节选文字 -

========

2024年3月,美国司法部、商务部和财政部联合发布了三部门合规须知,为外国实体如何遵守美国的制裁和出口管制法律提供了详细的官方指导。这是继2023年12月美国商务部、财政部、司法部、国务院和国土安全部联合发布的合规须知之后,再次提供的重要官方合规指引。本文将结合笔者在央企和跨国公司的多年合规工作经验,对前述文件进行解读,并对中国企业尤其是出海企业提出应对美国出口管制和贸易制裁、搭建合规体系的建议。



一、美国出口管制及贸易制裁概述


1.出口管制


美国商务部工业与安全局(Bureau of Industry and Security, 以下简称“BIS”) 根据 2018 年出口管制改革法案 (ECRA) 的授权,通过《出口管制条例》(Export Administration Regulations, 以下简称“EAR”) 管理和执行对两用物项(指既有民用用途,又同时具备恐怖主义、军事,或大规模杀伤性武器用途的物项)和某些军用物品的出口管制,管控方式主要是依据最终目的地、最终用户和最终用途的要求,发放许可证以及发布限制清单等方式。

美国出口管制范围很广,许多美国国内立法通过其“长臂管辖”将管辖权扩展到任何受EAR约束的物项以及与这些物品进行交易的外国人。比如从行为上讲,“出口”的概念不仅包括出口产品,还包括再出口和国内转让(transfer in-country)。从物项上讲,受EAR管辖的物项包括商品、软件和技术,涵盖所有位于美国、原产于美国或具有美国元素的特定物项,包括:

(1)所有原产于美国的物项以及所有位于美国的物项(包括仅从美国转运的物项)。

========

点位标注数据集节选:
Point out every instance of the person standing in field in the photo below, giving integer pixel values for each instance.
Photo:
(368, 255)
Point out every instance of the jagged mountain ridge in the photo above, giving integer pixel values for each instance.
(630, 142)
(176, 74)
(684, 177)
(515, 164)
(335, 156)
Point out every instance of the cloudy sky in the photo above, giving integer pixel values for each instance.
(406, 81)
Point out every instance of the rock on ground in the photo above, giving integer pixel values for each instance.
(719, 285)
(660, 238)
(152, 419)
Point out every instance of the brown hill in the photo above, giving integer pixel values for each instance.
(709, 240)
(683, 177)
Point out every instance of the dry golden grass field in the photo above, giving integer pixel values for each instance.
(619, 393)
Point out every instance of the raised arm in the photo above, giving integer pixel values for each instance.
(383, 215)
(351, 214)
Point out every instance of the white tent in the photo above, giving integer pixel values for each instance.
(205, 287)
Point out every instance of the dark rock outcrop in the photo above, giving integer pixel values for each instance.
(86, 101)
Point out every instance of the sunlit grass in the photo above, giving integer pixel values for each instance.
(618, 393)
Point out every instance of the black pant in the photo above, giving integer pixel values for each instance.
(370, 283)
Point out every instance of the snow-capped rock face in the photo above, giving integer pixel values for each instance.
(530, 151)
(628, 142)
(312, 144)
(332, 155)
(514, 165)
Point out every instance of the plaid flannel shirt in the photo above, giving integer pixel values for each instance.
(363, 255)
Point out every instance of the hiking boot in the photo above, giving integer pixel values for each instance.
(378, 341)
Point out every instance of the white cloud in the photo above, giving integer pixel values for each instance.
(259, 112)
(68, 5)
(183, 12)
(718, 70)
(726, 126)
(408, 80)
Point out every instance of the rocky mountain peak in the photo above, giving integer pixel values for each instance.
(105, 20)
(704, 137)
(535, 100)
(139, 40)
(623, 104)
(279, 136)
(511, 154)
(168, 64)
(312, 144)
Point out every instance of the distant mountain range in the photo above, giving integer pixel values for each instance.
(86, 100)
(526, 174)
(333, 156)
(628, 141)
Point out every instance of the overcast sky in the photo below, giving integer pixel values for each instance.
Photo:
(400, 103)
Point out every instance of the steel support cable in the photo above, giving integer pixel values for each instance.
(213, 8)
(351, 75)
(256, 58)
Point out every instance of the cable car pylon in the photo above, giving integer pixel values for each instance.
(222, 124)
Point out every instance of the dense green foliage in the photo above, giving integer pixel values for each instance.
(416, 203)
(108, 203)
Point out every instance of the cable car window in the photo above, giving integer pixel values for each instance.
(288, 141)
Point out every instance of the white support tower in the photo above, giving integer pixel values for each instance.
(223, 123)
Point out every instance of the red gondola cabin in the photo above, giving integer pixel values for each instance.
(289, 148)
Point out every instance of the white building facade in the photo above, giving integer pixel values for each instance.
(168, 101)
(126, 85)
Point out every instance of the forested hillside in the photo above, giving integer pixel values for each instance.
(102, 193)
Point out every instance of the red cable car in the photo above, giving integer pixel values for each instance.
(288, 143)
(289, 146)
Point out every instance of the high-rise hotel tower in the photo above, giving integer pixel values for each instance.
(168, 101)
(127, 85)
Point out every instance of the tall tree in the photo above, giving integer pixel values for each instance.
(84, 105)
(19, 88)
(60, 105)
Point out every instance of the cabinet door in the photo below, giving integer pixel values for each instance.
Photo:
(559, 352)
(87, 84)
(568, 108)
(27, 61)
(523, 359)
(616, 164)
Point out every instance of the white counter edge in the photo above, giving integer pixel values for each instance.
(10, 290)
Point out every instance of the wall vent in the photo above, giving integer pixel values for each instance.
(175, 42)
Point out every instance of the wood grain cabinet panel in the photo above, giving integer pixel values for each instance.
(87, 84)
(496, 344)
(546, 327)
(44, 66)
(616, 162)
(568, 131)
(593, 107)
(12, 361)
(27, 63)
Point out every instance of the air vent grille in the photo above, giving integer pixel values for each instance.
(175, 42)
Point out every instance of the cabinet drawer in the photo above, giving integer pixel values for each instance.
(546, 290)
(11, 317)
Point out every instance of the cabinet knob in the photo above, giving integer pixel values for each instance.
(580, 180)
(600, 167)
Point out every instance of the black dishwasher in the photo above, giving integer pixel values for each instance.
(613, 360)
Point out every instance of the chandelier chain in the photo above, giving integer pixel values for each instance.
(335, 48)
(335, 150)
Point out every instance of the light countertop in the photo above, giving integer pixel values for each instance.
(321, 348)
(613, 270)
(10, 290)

========

任务要求 -
[A] 根据这段关于美国出口管制的节选，列出2023年12月联合发布合规须知的全部美国政府部门。
[B] 这段关于美国出口管制的节选说美国出口管制范围很广，文中给出的原因是什么？
这些行取自另一个来源。

各题解答 -
[A] 商务部、财政部、司法部、国务院、国土安全部。

[B] 因为许多美国国内立法通过"长臂管辖"，把管辖权扩展到任何受EAR约束的物项，以及与这些物品进行交易的外国人。